[Opening SOURCE INFORMATION section]

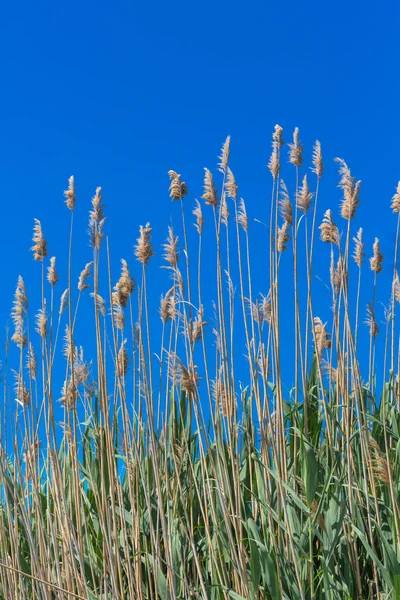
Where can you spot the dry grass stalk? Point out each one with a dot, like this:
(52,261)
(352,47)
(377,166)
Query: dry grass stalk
(20,305)
(285,204)
(96,220)
(304,196)
(100,302)
(296,150)
(231,187)
(171,254)
(358,253)
(318,165)
(210,193)
(321,336)
(199,218)
(70,197)
(122,360)
(39,248)
(224,211)
(41,322)
(376,261)
(329,231)
(125,285)
(224,157)
(370,321)
(143,248)
(283,237)
(52,275)
(84,276)
(22,396)
(31,363)
(242,216)
(351,191)
(64,302)
(396,200)
(177,188)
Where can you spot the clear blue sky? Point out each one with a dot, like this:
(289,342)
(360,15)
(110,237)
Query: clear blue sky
(119,93)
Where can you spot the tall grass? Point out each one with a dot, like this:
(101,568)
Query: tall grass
(159,474)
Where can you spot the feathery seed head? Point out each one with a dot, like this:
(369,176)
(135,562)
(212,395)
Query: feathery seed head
(84,276)
(318,165)
(39,248)
(96,220)
(242,216)
(171,249)
(21,393)
(396,200)
(358,253)
(230,185)
(370,321)
(351,191)
(199,217)
(69,194)
(376,261)
(304,196)
(52,275)
(143,248)
(296,150)
(329,231)
(177,188)
(285,204)
(321,336)
(224,211)
(125,285)
(283,237)
(210,192)
(224,157)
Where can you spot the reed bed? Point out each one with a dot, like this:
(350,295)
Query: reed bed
(143,472)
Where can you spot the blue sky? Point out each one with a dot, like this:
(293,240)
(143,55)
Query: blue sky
(119,93)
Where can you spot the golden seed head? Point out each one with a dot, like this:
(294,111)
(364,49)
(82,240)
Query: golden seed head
(396,200)
(210,192)
(84,276)
(96,220)
(304,196)
(224,157)
(242,216)
(143,248)
(224,211)
(31,362)
(177,188)
(376,261)
(64,301)
(171,254)
(199,217)
(39,248)
(283,237)
(318,165)
(41,322)
(358,253)
(296,150)
(122,360)
(329,231)
(370,321)
(21,393)
(69,194)
(125,285)
(321,336)
(230,185)
(351,191)
(285,204)
(52,275)
(277,136)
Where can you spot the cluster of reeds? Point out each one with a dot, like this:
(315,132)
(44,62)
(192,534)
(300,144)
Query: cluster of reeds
(130,471)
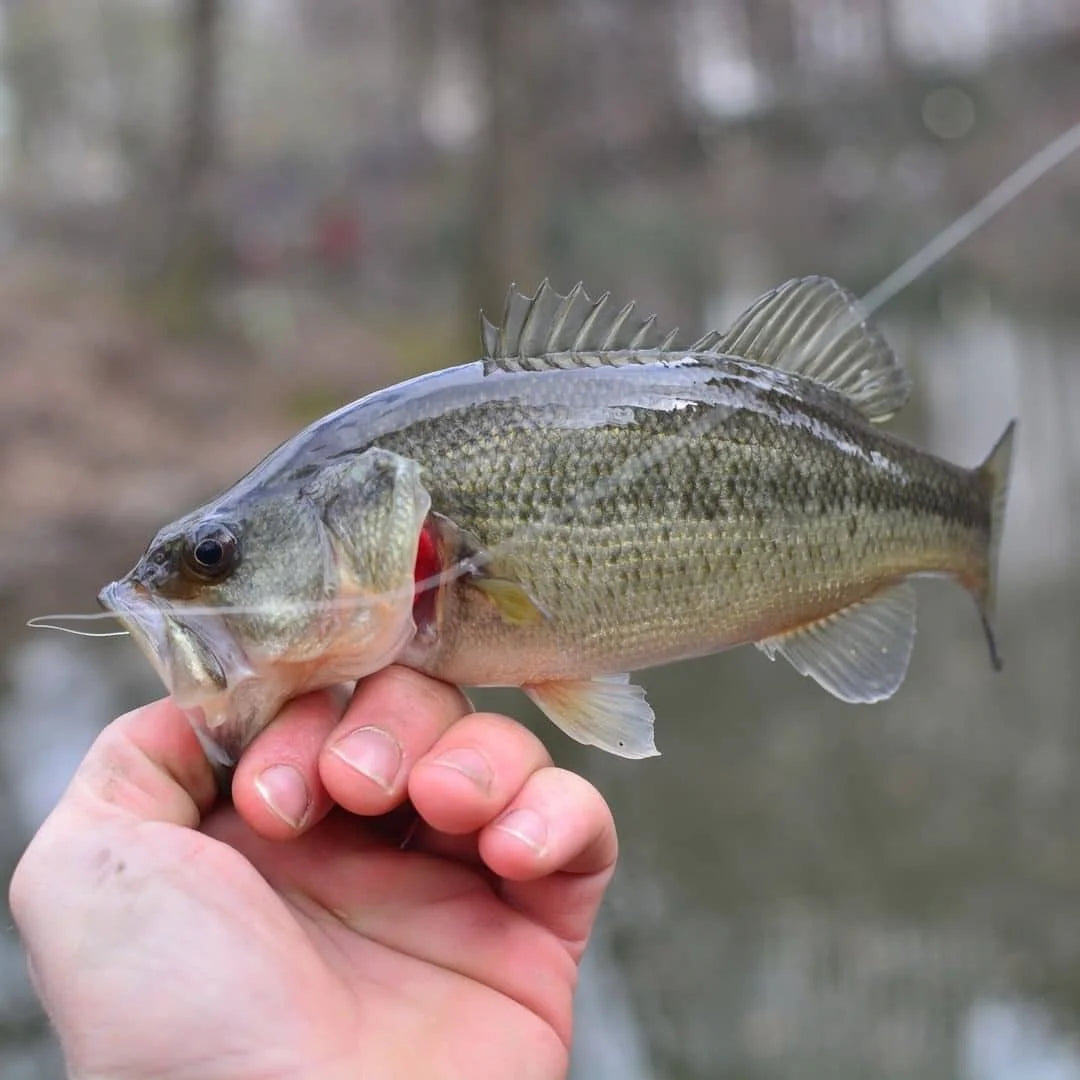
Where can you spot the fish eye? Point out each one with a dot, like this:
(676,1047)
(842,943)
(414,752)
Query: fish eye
(211,552)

[Closing SOURCE INFORMATION section]

- WHAT TO DO: In the material above, find every line with the word "this" and show it.

- SOLVED EXERCISE:
Where can you spot the dry grass stalk? Point out each one with a dot, like this:
Where can you spot the clear blue sky? Point out each one with a dot, like this:
Where can you spot the tall grass? Point out each one with a dot, like this:
Where can you spot the feathery seed head? Point out each one with a dot, like this:
Where can you spot the reed bed? Point out each one with a dot, like this:
Where can you spot the blue sky? Point out each one with a dot, like this:
Where can you spot the golden seed head? Point out each one with a dot, like this:
Where can you spot the cluster of reeds? Point out each one with a dot, like this:
Where can you spot the fish eye? Point out each one with a dot, like this:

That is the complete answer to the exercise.